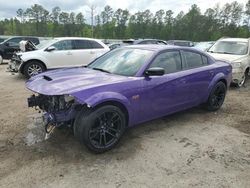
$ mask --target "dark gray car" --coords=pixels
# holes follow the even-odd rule
[[[19,51],[19,43],[22,40],[27,40],[37,45],[40,43],[38,37],[28,37],[28,36],[18,36],[10,37],[0,43],[0,64],[3,62],[3,59],[11,59],[14,52]]]

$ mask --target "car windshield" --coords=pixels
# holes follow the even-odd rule
[[[51,40],[42,40],[40,44],[36,45],[37,49],[43,49],[46,47],[49,47],[50,45],[54,44],[57,39],[51,39]]]
[[[211,53],[222,53],[222,54],[233,54],[233,55],[245,55],[248,51],[247,42],[237,41],[219,41],[216,42],[208,52]]]
[[[142,49],[115,49],[88,65],[88,68],[118,74],[135,76],[141,66],[153,55],[153,51]]]
[[[198,42],[195,44],[195,48],[200,49],[200,50],[207,50],[213,45],[213,42]]]
[[[0,38],[0,44],[4,43],[8,38]]]

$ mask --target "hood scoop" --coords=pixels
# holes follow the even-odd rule
[[[43,78],[44,78],[45,80],[47,80],[47,81],[52,81],[52,80],[53,80],[52,78],[50,78],[49,76],[46,76],[46,75],[44,75]]]

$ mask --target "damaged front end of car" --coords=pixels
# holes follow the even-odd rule
[[[28,98],[28,107],[34,107],[43,112],[45,132],[51,134],[56,127],[71,127],[76,112],[82,105],[71,95],[33,94]]]

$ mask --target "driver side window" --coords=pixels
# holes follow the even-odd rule
[[[161,67],[165,70],[165,74],[178,72],[182,69],[181,56],[179,51],[164,52],[158,55],[151,67]]]
[[[52,46],[54,46],[56,50],[72,50],[73,49],[72,40],[59,41],[53,44]]]

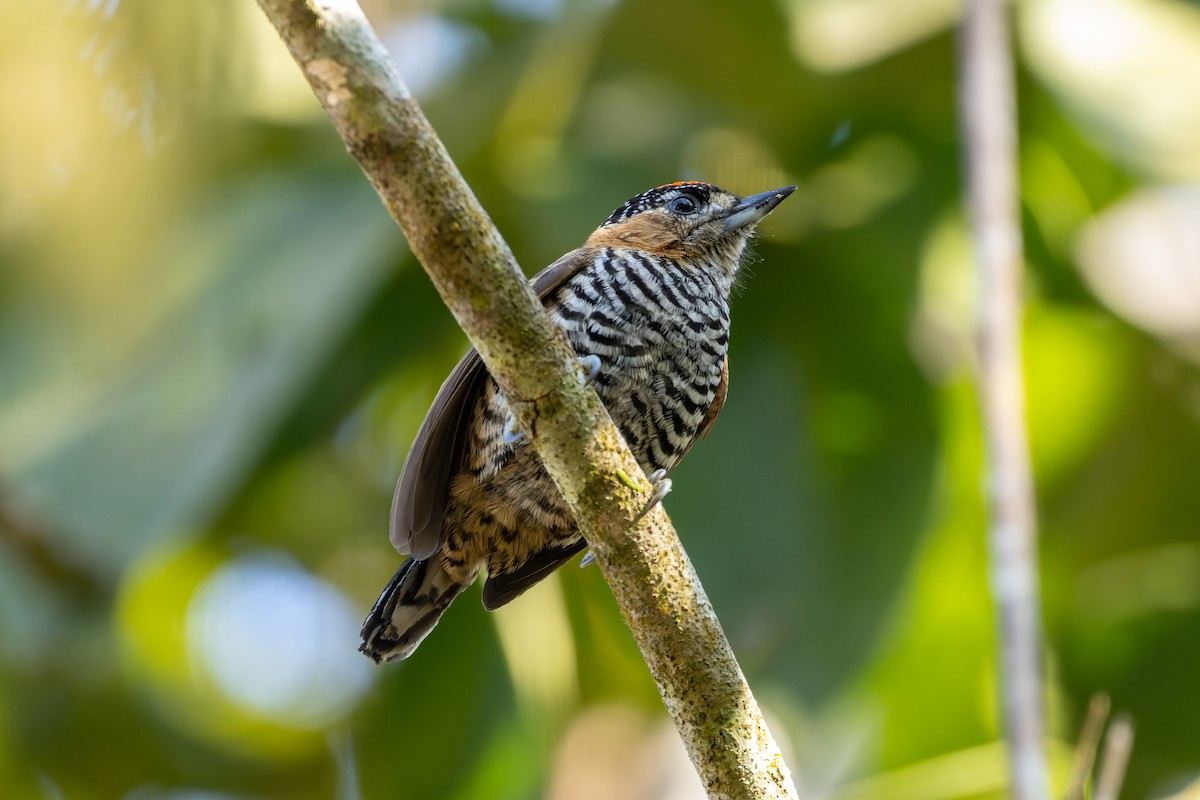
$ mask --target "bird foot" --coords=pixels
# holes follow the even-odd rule
[[[504,420],[504,443],[509,447],[516,447],[525,439],[525,431],[521,430],[517,418],[509,414],[508,419]]]
[[[591,386],[595,383],[596,378],[600,376],[600,356],[594,354],[580,356],[579,366],[584,369],[583,385]],[[508,418],[504,420],[504,443],[509,447],[515,447],[527,439],[528,437],[521,430],[521,425],[517,422],[517,418],[509,414]]]
[[[650,495],[650,499],[646,501],[646,505],[642,506],[642,510],[637,512],[637,516],[634,517],[635,525],[641,521],[642,517],[648,515],[654,509],[654,506],[662,503],[662,498],[671,493],[672,483],[670,477],[667,477],[667,470],[656,469],[653,473],[647,475],[647,477],[650,479],[650,487],[654,489],[654,494]],[[580,569],[582,570],[583,567],[595,564],[595,560],[595,552],[589,549],[587,553],[583,554],[583,558],[580,560]]]
[[[596,382],[596,378],[600,377],[600,356],[592,354],[590,356],[580,356],[579,366],[587,371],[583,376],[583,385],[591,386]]]
[[[661,503],[662,499],[671,491],[671,479],[667,477],[667,471],[665,469],[656,469],[647,477],[650,478],[650,485],[654,488],[654,494],[650,496],[650,499],[646,502],[646,505],[642,507],[642,510],[638,512],[638,515],[633,518],[634,524],[641,520],[642,517],[649,514],[650,510]],[[596,563],[596,553],[592,550],[588,550],[583,554],[583,558],[579,561],[579,568],[583,569],[584,567],[594,563]]]
[[[638,512],[638,515],[633,518],[634,522],[638,522],[642,517],[650,513],[656,505],[662,502],[662,499],[671,492],[671,479],[667,477],[665,469],[656,469],[647,475],[650,479],[650,486],[654,489],[654,494],[650,495],[650,499],[646,501],[646,505]]]

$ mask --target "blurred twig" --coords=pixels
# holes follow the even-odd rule
[[[25,560],[48,582],[80,597],[105,594],[111,581],[72,558],[59,537],[18,509],[0,491],[0,542]]]
[[[1083,720],[1079,742],[1075,745],[1075,760],[1071,764],[1071,782],[1067,784],[1066,800],[1084,800],[1088,777],[1096,764],[1100,737],[1104,734],[1104,723],[1108,721],[1111,707],[1108,695],[1103,692],[1093,696],[1088,703],[1087,717]]]
[[[1049,792],[1043,744],[1041,599],[1021,372],[1016,109],[1004,0],[969,0],[960,49],[959,113],[980,275],[980,400],[987,440],[988,540],[1005,735],[1013,796],[1041,800]]]
[[[1117,800],[1132,750],[1133,720],[1128,714],[1119,714],[1104,737],[1104,760],[1100,762],[1100,774],[1096,776],[1095,800]]]
[[[796,797],[650,484],[352,0],[258,0],[570,503],[710,797]],[[536,424],[535,424],[536,423]]]

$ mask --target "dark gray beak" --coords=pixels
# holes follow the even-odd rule
[[[743,198],[736,206],[729,209],[729,213],[725,216],[725,230],[736,231],[738,228],[753,225],[770,214],[775,206],[782,203],[784,198],[794,191],[796,191],[795,186],[785,186],[782,189]]]

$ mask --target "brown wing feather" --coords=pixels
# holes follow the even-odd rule
[[[572,250],[530,281],[543,301],[592,262],[593,248]],[[392,497],[391,540],[403,555],[423,560],[437,552],[450,478],[462,463],[467,416],[483,390],[487,370],[472,348],[438,390],[400,470]]]
[[[544,547],[512,572],[489,575],[483,584],[483,607],[495,611],[587,548],[580,539],[563,547]]]
[[[401,554],[424,560],[441,544],[450,476],[462,457],[467,415],[486,376],[472,348],[438,390],[417,431],[392,496],[391,540]]]

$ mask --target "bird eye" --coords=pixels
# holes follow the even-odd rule
[[[699,208],[700,204],[696,202],[696,198],[689,197],[686,194],[681,194],[667,203],[667,209],[674,211],[676,214],[695,214]]]

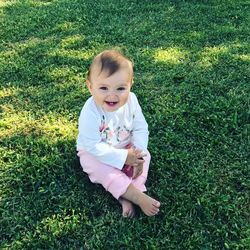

----------------------------------------

Work instructions – For every line above with the word "pixels" in it, make a copy.

Written solution –
$ mask --target "dark gray car" --coords=pixels
$ mask --target "car windshield" --coords=pixels
$ mask --target "hood scoop" --coords=pixels
$ mask --target "damaged front end of car" --coords=pixels
$ mask --target "driver side window" --coords=pixels
$ mask --target "bird foot" --coords=pixels
$ mask --target "blurred twig" --coords=pixels
$ mask --target "dark gray beak" --coords=pixels
$ mask --target "brown wing feather" --coords=pixels
$ mask --target "bird eye" --coords=pixels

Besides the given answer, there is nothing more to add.